Aim of the task -> Reproduce all of the data below line for line, with no changes.

Data entries
******
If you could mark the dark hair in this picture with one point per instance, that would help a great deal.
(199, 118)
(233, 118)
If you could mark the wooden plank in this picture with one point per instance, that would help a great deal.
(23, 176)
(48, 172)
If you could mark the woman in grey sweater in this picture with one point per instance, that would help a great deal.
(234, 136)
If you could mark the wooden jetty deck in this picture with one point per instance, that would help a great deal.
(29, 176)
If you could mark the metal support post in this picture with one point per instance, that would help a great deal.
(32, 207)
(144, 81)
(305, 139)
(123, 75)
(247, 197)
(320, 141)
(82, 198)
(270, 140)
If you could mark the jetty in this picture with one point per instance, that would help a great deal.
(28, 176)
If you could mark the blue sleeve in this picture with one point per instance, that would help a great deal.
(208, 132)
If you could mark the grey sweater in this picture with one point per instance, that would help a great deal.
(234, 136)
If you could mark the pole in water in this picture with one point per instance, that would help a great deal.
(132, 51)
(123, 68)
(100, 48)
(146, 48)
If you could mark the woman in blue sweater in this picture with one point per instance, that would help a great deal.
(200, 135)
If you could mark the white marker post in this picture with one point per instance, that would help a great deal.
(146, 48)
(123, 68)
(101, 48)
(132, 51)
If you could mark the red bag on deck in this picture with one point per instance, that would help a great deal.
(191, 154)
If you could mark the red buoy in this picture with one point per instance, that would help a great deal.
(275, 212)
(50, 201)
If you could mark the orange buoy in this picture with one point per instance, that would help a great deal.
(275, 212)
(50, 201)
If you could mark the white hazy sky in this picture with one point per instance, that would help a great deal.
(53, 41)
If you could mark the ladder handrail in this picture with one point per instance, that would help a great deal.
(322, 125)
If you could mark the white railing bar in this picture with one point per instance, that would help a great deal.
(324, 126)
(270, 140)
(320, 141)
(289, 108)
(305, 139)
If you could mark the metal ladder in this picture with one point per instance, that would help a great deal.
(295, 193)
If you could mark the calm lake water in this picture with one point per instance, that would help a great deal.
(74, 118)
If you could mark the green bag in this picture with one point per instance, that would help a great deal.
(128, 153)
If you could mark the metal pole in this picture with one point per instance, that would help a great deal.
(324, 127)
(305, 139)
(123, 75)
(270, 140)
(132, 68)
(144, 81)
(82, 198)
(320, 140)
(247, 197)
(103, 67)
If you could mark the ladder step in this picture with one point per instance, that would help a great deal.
******
Written solution ->
If you could mark the dark hair in this picture with one point per instance, that would help a great deal.
(199, 118)
(233, 118)
If you could mark the wooden plank in this picture with one point per instance, that would help a great deal.
(23, 176)
(48, 172)
If you could mark the woman in grey sweater in this picture with one point per instance, that would help a great deal.
(234, 136)
If you could mark the wooden jetty deck in this picture with one point per instance, that would help a great deal.
(29, 176)
If you could mark the metal support post in this picture with one point per instance, that would help a great deal.
(32, 207)
(144, 81)
(305, 139)
(123, 75)
(247, 197)
(320, 141)
(82, 198)
(270, 140)
If you could mark the jetty in this picture with one point per instance, that would help a great deal.
(28, 176)
If you could mark the blue sleeve in this picture with one point per instance, that would help a great deal.
(208, 132)
If you could mark the grey sweater in this picture with one point per instance, that would help a great deal.
(234, 136)
If you could mark the pole in water in this picture with one point per instance, that would help a great deal.
(132, 51)
(123, 68)
(100, 48)
(146, 48)
If you could mark the woman in blue sweater in this picture with one point per instance, that would help a great deal.
(200, 135)
If you could mark the white marker post in this picture with one point per instance, that would help a great deal.
(146, 48)
(123, 68)
(101, 48)
(132, 51)
If you could mark the red bag on deck in this picture with one point per instance, that would help a great deal.
(191, 154)
If you could mark the red buoy in this picture with one point per instance, that would help a great deal.
(275, 212)
(50, 201)
If you could mark the orange buoy in this picture with one point per instance, that would help a great deal.
(275, 212)
(50, 201)
If you could mark the white hazy sky in this picture with one point per instance, that would help a great deal.
(53, 41)
If you could mark the ladder handrail in this picture with one point per instance, that would help a great deal.
(322, 125)
If you could mark the white railing bar in this picture with one point per instance, that would help a great deal.
(324, 126)
(270, 140)
(320, 141)
(289, 108)
(305, 139)
If you could mark the metal ladder in this picture with one point per instance, that would help a great deal.
(295, 193)
If you could mark the calm lake water in this picture with one point per instance, that would help a great deal.
(74, 118)
If you could mark the green bag in this picture with one point per instance, that would help a great deal.
(128, 153)
If you could mark the metal pole in this picture with one point per instance, that would help a great deal.
(324, 127)
(305, 139)
(123, 75)
(270, 140)
(132, 68)
(144, 81)
(82, 198)
(320, 140)
(247, 197)
(103, 67)
If you could mark the ladder step in this picture with one point per instance, that would help a great deal.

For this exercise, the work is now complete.